_Explore the material_
1: From the commentary on nurse practitioners, output word for word the passage that begins at the words "Commentary by Roy P. Dyson, State Senator, District 29On" and stops after the words "practice in Maryland.".
2: In one to three sentences, explain why, according to the commentary on nurse practitioners, nurse practitioners will no longer need an agreement with a physician to practice in Maryland.

_Excerpt to read_
#####

New Law Offers Expanded Role for Nurse Practitioners


Commentary by Roy P. Dyson, State Senator, District 29

Commentary by Roy P. Dyson, State Senator, District 29On Tuesday, April 13, Governor O'Malley signed into law Senate Bill 484, which I sponsored. The new law, Chapter 77, provides that nurse practitioners will no longer need an agreement with a physician to practice in Maryland.

Nurse practitioners are registered nurses with a graduate degree in advanced practice nursing. They provide a broad range of health care services. Those services include: making a comprehensive physical assessment of patients, establishing a medical diagnosis for common short term or chronic stable health problems, ordering, performing and interpreting lab tests, prescribing drugs, performing therapeutic or corrective measures, referring patient to appropriate physicians or other health care providers and providing emergency care. Nurse practitioners provide these services in a wide variety of settings with or without physician supervision.

#####

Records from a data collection
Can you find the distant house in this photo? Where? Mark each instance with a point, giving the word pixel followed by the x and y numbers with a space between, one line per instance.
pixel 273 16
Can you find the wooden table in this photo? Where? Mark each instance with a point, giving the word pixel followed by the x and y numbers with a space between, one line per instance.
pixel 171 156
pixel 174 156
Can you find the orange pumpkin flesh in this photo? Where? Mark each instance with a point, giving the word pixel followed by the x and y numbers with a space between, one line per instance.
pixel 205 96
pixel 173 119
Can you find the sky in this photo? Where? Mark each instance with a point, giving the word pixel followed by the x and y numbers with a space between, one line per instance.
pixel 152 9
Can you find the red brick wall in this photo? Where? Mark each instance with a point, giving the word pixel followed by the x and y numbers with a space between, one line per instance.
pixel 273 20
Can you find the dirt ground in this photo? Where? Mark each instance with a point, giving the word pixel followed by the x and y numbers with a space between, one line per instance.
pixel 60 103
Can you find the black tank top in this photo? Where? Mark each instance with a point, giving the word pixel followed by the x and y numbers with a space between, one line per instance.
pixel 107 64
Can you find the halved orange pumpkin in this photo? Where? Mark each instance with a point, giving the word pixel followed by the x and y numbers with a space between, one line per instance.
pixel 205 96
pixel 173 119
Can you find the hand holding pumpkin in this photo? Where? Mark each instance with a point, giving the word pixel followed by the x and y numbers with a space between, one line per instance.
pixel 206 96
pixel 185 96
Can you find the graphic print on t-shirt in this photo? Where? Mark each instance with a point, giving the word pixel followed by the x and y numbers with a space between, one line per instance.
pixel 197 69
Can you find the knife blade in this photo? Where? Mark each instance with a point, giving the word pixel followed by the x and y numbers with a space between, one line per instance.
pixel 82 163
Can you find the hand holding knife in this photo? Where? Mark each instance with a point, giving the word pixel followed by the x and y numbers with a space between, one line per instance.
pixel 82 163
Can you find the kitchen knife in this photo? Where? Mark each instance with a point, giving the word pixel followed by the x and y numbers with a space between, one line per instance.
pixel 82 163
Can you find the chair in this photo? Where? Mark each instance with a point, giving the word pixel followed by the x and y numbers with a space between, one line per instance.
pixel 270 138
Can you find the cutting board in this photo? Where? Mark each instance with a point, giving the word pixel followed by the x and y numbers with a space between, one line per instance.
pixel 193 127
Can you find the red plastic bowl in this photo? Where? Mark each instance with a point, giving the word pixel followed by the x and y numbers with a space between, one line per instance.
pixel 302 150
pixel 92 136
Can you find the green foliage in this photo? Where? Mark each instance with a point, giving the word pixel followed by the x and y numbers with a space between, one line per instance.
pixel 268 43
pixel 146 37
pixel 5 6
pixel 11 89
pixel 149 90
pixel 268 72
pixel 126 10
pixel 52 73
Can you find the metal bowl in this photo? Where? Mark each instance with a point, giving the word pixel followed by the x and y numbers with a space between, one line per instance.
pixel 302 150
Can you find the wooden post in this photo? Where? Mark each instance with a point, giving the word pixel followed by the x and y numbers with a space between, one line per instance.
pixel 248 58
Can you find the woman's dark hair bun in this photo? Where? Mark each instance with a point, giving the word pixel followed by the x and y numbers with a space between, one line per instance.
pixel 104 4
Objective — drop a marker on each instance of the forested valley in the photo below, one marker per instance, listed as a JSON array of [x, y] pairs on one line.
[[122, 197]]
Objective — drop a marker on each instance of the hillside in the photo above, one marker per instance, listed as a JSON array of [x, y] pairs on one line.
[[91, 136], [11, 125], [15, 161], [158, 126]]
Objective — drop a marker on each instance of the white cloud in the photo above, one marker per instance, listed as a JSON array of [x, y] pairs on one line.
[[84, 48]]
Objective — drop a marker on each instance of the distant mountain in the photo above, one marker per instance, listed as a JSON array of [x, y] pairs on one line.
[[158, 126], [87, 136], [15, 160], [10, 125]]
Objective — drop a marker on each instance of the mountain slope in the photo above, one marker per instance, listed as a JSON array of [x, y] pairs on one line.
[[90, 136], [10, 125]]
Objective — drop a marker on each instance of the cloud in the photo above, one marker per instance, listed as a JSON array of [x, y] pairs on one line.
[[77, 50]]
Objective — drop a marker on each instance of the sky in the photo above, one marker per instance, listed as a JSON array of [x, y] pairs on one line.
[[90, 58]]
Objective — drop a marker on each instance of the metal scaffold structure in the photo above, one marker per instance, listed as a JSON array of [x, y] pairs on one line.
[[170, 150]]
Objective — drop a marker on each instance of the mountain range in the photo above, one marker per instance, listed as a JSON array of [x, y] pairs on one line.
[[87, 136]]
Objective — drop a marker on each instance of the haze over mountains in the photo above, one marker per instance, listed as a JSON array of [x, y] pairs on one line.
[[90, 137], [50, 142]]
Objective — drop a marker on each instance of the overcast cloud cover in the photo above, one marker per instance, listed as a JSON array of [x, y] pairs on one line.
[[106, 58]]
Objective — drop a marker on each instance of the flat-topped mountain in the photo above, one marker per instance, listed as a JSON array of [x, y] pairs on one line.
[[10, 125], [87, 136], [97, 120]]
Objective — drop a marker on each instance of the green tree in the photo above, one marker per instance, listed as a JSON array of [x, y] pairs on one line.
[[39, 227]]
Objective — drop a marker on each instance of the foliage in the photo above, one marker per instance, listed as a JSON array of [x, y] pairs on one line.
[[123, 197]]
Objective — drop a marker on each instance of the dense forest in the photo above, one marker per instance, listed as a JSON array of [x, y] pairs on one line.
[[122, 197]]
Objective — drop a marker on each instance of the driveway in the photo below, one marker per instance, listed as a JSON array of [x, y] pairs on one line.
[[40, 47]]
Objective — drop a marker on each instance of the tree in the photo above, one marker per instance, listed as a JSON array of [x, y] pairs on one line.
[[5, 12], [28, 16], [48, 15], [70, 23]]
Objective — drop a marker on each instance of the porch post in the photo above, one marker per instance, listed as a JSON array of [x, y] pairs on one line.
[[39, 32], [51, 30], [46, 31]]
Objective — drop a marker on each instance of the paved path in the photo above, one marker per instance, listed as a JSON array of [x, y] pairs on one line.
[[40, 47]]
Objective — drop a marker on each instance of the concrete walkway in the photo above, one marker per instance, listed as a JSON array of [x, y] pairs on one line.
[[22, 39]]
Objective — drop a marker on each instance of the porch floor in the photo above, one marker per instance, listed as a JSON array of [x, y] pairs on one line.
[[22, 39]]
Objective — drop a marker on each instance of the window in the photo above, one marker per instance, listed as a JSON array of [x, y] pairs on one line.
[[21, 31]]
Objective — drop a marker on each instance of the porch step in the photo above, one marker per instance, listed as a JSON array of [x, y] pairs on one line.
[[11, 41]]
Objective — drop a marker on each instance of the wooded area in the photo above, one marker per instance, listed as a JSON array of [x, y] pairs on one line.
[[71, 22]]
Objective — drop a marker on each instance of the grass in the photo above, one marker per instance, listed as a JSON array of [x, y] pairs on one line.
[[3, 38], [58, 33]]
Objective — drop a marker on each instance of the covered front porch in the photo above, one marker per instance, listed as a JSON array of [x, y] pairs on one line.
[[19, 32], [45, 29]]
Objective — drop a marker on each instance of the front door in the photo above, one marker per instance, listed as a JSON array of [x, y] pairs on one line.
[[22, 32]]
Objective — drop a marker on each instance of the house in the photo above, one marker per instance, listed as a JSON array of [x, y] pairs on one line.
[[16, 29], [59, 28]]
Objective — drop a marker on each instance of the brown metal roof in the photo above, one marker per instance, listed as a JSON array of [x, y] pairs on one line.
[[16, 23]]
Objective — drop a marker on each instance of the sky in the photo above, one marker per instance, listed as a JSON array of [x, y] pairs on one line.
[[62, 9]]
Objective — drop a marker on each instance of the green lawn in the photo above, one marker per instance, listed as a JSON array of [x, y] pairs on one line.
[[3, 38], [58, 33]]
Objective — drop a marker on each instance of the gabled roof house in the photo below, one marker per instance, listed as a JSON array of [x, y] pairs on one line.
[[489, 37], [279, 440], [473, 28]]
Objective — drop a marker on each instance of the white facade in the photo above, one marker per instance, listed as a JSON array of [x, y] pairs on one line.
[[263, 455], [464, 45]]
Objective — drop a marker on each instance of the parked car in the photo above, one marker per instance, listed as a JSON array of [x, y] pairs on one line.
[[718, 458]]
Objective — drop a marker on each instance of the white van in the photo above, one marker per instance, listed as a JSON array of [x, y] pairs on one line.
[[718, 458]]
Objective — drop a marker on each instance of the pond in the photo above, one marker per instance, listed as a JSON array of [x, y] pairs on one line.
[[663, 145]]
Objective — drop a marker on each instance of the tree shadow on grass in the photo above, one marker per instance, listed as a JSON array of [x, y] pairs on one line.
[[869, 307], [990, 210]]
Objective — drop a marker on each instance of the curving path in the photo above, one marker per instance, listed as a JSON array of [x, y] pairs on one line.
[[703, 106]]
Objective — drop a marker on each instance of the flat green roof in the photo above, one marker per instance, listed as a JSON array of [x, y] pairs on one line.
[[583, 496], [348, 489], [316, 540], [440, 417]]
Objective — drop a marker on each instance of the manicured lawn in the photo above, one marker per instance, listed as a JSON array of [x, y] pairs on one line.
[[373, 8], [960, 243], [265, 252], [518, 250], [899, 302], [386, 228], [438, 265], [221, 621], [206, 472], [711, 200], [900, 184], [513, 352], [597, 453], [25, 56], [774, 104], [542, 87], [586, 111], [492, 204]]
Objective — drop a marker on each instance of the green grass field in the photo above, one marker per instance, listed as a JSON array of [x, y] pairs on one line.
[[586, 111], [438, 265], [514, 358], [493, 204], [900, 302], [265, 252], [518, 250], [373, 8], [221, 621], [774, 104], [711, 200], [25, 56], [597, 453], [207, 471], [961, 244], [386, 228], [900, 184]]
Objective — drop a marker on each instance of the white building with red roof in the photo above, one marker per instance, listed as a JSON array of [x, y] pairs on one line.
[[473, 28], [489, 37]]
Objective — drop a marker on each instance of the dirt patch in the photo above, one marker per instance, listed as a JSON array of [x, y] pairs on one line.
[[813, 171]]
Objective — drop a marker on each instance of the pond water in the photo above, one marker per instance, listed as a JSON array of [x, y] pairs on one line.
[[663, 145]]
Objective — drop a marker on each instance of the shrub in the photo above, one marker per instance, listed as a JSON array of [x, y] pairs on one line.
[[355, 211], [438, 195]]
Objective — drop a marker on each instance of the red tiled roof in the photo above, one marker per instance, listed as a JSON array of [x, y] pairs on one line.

#####

_Answers below_
1:
Commentary by Roy P. Dyson, State Senator, District 29On Tuesday, April 13, Governor O'Malley signed into law Senate Bill 484, which I sponsored. The new law, Chapter 77, provides that nurse practitioners will no longer need an agreement with a physician to practice in Maryland.

2: Governor O'Malley signed Senate Bill 484 into law on Tuesday, April 13. The new law, Chapter 77, provides that nurse practitioners will no longer need an agreement with a physician to practice in Maryland.